--- start of RECORDS FOR PROCESSING ---

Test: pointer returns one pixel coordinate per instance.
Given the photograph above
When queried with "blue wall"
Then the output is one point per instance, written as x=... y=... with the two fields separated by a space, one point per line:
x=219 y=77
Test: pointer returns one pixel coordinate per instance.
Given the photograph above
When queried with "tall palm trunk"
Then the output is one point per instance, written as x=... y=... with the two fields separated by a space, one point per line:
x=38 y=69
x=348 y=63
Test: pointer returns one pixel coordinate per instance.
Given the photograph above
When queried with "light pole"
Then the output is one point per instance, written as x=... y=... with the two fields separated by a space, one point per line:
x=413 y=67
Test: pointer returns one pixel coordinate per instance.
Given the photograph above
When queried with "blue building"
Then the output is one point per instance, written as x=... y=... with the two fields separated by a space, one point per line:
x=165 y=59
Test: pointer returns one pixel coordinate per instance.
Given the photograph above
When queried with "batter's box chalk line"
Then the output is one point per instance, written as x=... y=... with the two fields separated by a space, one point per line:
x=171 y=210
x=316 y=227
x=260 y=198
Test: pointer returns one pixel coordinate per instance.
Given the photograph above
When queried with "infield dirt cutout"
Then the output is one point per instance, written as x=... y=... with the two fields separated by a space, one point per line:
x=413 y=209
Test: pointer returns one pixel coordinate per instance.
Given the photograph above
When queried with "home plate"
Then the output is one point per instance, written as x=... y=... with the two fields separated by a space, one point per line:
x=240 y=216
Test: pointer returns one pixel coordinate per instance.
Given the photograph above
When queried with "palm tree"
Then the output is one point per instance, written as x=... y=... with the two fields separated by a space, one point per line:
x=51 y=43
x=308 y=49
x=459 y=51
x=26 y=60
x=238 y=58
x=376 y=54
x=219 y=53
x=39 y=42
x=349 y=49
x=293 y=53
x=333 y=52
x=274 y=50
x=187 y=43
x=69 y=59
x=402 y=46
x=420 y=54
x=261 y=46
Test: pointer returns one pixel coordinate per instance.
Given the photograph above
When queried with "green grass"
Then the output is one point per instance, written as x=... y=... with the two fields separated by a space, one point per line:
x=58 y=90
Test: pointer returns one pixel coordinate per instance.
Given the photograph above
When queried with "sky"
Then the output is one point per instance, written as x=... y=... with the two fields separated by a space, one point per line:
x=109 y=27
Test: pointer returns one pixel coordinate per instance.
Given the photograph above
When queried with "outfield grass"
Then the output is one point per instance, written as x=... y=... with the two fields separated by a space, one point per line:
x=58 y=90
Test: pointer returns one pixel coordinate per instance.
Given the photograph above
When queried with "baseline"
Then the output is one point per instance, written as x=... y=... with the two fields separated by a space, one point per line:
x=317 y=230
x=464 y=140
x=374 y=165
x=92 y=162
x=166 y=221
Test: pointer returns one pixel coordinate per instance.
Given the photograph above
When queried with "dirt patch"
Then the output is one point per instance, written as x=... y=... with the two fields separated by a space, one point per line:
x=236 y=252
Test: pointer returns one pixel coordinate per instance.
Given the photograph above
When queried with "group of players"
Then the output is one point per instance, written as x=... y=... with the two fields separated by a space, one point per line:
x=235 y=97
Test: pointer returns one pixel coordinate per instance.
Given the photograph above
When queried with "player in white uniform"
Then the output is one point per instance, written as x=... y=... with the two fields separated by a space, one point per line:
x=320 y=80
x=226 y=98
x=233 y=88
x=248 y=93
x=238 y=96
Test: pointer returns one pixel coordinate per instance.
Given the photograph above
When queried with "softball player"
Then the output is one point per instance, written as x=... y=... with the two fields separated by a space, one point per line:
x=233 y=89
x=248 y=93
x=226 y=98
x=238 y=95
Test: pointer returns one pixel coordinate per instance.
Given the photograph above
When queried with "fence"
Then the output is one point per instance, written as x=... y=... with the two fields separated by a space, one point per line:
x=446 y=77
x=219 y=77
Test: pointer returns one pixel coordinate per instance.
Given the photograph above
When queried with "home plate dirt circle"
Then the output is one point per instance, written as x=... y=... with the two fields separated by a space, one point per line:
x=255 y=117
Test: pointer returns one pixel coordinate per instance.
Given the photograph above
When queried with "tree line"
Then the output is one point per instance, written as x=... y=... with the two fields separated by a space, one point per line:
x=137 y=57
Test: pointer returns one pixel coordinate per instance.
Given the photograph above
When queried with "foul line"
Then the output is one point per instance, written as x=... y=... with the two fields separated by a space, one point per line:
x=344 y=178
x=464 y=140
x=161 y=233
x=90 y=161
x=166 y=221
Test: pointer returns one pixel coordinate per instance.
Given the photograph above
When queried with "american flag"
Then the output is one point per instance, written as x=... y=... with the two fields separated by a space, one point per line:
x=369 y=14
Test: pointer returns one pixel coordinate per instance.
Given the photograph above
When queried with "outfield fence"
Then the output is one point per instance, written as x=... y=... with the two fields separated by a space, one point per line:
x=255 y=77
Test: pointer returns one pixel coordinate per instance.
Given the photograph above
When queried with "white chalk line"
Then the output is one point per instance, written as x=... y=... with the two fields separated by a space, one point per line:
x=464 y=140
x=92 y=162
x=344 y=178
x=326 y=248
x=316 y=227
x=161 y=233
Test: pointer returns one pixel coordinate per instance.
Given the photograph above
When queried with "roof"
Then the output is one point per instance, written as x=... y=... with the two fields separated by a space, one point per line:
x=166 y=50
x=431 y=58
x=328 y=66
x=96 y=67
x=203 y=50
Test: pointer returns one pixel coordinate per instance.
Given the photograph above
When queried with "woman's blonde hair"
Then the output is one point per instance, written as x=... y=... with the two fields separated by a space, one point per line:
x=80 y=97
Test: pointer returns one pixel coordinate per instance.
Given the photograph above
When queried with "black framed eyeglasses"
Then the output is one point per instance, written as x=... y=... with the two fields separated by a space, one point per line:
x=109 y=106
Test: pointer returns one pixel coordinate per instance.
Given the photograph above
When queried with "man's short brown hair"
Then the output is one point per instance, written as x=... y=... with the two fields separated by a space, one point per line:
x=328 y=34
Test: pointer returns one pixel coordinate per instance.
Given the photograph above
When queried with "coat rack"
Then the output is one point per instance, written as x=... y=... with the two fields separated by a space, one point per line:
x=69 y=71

--- end of RECORDS FOR PROCESSING ---

> _STATED EXERCISE_
Exact copies of all the records are required.

> _RESULT FOR THIS TASK_
Test: pointer returns one pixel coordinate per instance.
Given the photograph above
When queried with "blue wall"
Then the output is one point per instance, written as x=... y=... with the two fields separated by a space, one point per line:
x=219 y=77
Test: pointer returns one pixel coordinate per instance.
Given the photograph above
When queried with "tall palm trunk"
Then the output is one point per instance, written as x=... y=... with the two fields separated by a space, one point per line:
x=38 y=69
x=348 y=63
Test: pointer returns one pixel coordinate per instance.
Given the photograph above
When queried with "light pole"
Then the output is one point per instance, written as x=... y=... with the two fields separated by a space, one point per line:
x=413 y=67
Test: pointer returns one pixel coordinate per instance.
Given the photograph above
When queried with "blue building"
Then the output is one point per instance, written as x=... y=... with the two fields separated by a space, one point per line:
x=165 y=59
Test: pointer returns one pixel coordinate per instance.
Given the photograph above
When queried with "batter's box chalk line"
Then the output is one point per instance, written as x=... y=... with the two fields separated by a space, one point per line:
x=171 y=210
x=316 y=227
x=260 y=198
Test: pointer returns one pixel coordinate per instance.
Given the photograph above
When queried with "infield dirt cutout"
Then the output is one point per instance, written as x=... y=... with the two fields separated by a space, one point per line:
x=413 y=209
Test: pointer returns one pixel coordinate per instance.
Given the photograph above
When queried with "home plate"
Then the output is one point per instance, written as x=... y=... with the two fields separated by a space, one point per line:
x=240 y=216
Test: pointer returns one pixel coordinate per instance.
Given the photograph above
When queried with "palm tree"
Then the output is one point per instance, written as x=... y=... with the two fields separated by a space, one point per line:
x=51 y=43
x=308 y=49
x=459 y=51
x=26 y=60
x=238 y=58
x=376 y=54
x=219 y=53
x=39 y=42
x=349 y=49
x=293 y=53
x=333 y=52
x=274 y=50
x=187 y=43
x=69 y=59
x=402 y=46
x=420 y=54
x=261 y=46
Test: pointer returns one pixel coordinate per instance.
Given the photograph above
When queried with "green grass"
Then the output is one point per instance, written as x=... y=... with the two fields separated by a space, one point per line:
x=58 y=90
Test: pointer returns one pixel coordinate per instance.
Given the photograph above
When queried with "sky"
Then the output is one point per instance, written as x=... y=... with the two fields separated by a space, one point per line:
x=109 y=27
Test: pointer returns one pixel coordinate per instance.
Given the photograph above
When queried with "outfield grass"
Then the output is one point per instance, written as x=... y=... with the two fields separated by a space, one point per line:
x=58 y=90
Test: pointer returns one pixel coordinate per instance.
Given the photograph above
When queried with "baseline"
Then the output is one point per instance, written as x=... y=... with the two fields separated by a space, one point per line:
x=317 y=230
x=464 y=140
x=374 y=165
x=92 y=162
x=166 y=221
Test: pointer returns one pixel coordinate per instance.
Given the photograph above
When queried with "dirt patch"
Then the output is one point per instance, written as x=... y=... with the two fields separated by a space, one point per line:
x=236 y=252
Test: pointer returns one pixel coordinate per instance.
Given the photograph above
When queried with "group of players"
Then the output is one point per instance, written as x=... y=... with the two fields separated by a space, one point per line:
x=235 y=97
Test: pointer returns one pixel coordinate per instance.
Given the photograph above
When queried with "player in white uniform"
Then the output is one point per instance, written as x=... y=... with the two fields separated by a space, one point per line:
x=320 y=80
x=226 y=98
x=233 y=88
x=248 y=93
x=238 y=96
Test: pointer returns one pixel coordinate per instance.
Given the photograph above
When queried with "softball player"
Then the output is one point per instance, written as x=... y=... with the two fields separated by a space, one point per line:
x=233 y=89
x=248 y=93
x=226 y=98
x=238 y=95
Test: pointer returns one pixel coordinate per instance.
Given the photograph above
When queried with "fence"
Then the output is one point per instance, written as x=... y=... with the two fields separated by a space, one point per line:
x=446 y=77
x=219 y=77
Test: pointer returns one pixel coordinate per instance.
Given the photograph above
When queried with "home plate dirt circle"
Then the output is one point per instance, written as x=... y=... with the two fields separated by a space, one point per line:
x=255 y=117
Test: pointer returns one pixel coordinate per instance.
Given the photograph above
When queried with "tree line"
Then the output is one point per instance, written as x=... y=... with the two fields separated by a space, one point per line:
x=137 y=57
Test: pointer returns one pixel coordinate per instance.
Given the photograph above
When queried with "foul line"
Then the output is one point per instance, written as x=... y=... with the two fields separated by a space, one point per line:
x=344 y=178
x=464 y=140
x=161 y=233
x=90 y=161
x=166 y=221
Test: pointer returns one pixel coordinate per instance.
Given the photograph above
When queried with "american flag"
Then the output is one point per instance, written as x=... y=... with the two fields separated by a space, one point per line:
x=369 y=14
Test: pointer returns one pixel coordinate per instance.
Given the photograph above
When queried with "outfield fence"
Then the output is one point per instance, written as x=... y=... with the two fields separated by a space, one point per line:
x=255 y=77
Test: pointer returns one pixel coordinate per instance.
Given the photograph above
When queried with "white chalk line"
Then the output is one point per instance, written as x=... y=... with the two fields separated by a space, one point per line:
x=464 y=140
x=92 y=162
x=344 y=178
x=326 y=248
x=316 y=227
x=161 y=233
Test: pointer returns one pixel coordinate per instance.
Given the photograph above
When queried with "roof"
Then the output is one point per instance, written as x=... y=... with the two fields separated by a space, one point per line:
x=166 y=50
x=431 y=58
x=328 y=66
x=96 y=67
x=203 y=50
Test: pointer returns one pixel coordinate per instance.
Given the photograph above
When queried with "woman's blonde hair"
Then the output is one point per instance, written as x=... y=... with the two fields separated by a space, one point per line:
x=80 y=97
Test: pointer returns one pixel coordinate per instance.
Given the photograph above
When queried with "black framed eyeglasses"
Then the output is one point per instance, written as x=... y=... with the two fields separated by a space, one point per line:
x=109 y=106
Test: pointer returns one pixel coordinate per instance.
Given the photograph above
When queried with "man's short brown hair"
Then the output is one point per instance, written as x=... y=... with the two fields separated by a space, one point per line:
x=328 y=34
Test: pointer returns one pixel coordinate per instance.
Given the photograph above
When queried with "coat rack"
Then the output is one point per instance, written as x=... y=... with the two fields separated by a space, one point per line:
x=69 y=71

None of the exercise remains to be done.